WHAT THE TASK REQUIRES:
Reproduce all of the records below word for word, leaving out the pictures.

Records for identifying positions:
===

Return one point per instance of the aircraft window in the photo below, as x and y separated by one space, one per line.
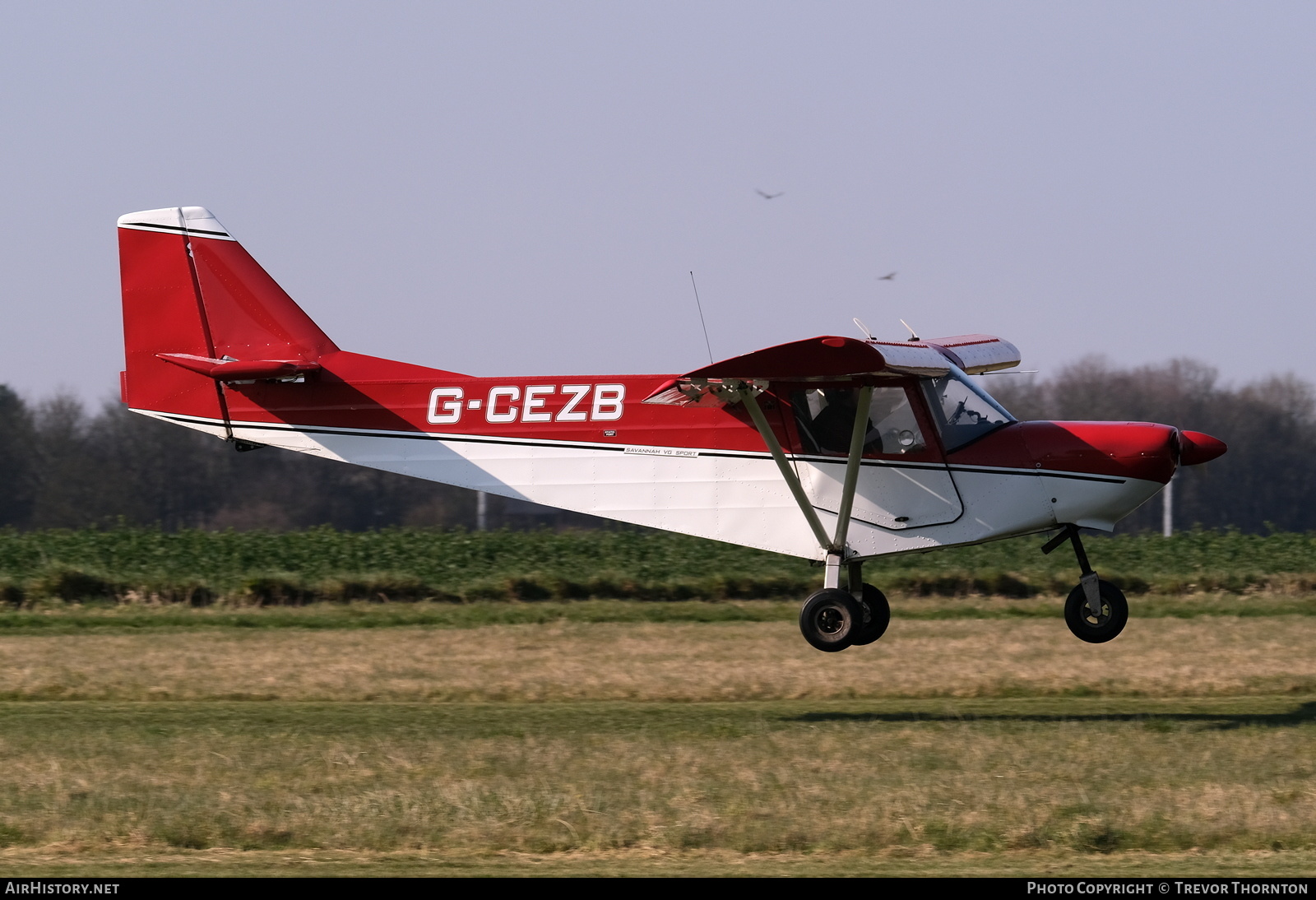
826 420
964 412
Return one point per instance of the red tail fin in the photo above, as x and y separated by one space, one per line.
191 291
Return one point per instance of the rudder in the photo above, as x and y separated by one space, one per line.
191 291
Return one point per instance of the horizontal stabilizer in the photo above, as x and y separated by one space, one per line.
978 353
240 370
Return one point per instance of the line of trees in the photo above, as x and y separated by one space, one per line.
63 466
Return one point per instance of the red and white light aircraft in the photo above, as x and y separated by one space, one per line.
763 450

===

CORRECT OUTPUT:
Return one point per instance of the aircraft window in the photo below, as x and y separated by one space, one per line.
826 420
964 412
Return one point per instance of the red tail fin in the photo above, as x and y separated by one space, one per line.
191 291
Return one point per instance of the rudder in the photo above, as x and y separated by one space, one per line.
191 291
Return one point per instance of the horizontal stabilizer in the photo above, as x and y separated by one space, one per line.
978 353
240 370
Return one point per instance of the line of trees in the photo above, as x and y separated by one space, one per line.
63 466
Return one point per instance of the red and white light aircraft in the photo above, as x and y separated by one space, one per line.
763 450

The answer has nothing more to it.